### Problem to work on
Your answer should consist solely of the lines from the first line of the data through the line with "Target: striped jersey shoulder panel", each reproduced exactly.

___ Entries shown

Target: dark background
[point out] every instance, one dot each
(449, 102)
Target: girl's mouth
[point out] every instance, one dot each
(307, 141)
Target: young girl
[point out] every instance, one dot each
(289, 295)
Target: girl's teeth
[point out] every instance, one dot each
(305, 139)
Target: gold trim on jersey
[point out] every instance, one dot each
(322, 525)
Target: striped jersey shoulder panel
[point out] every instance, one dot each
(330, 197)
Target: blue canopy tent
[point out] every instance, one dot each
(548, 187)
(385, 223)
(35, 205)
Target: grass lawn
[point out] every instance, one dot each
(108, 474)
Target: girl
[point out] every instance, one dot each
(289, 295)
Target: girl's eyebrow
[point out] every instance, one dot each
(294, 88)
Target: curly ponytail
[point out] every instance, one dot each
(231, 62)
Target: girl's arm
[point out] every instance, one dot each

______

### Task output
Target: dark background
[point out] every instance, one dot each
(449, 102)
Target: girl's mouth
[point out] every instance, one dot each
(307, 141)
Target: young girl
[point out] every instance, one dot each
(289, 295)
Target: girl's teeth
[point out] every instance, one dot each
(305, 139)
Target: gold trim on jersey
[point out] every instance, one dot each
(322, 525)
Target: striped jersey shoulder panel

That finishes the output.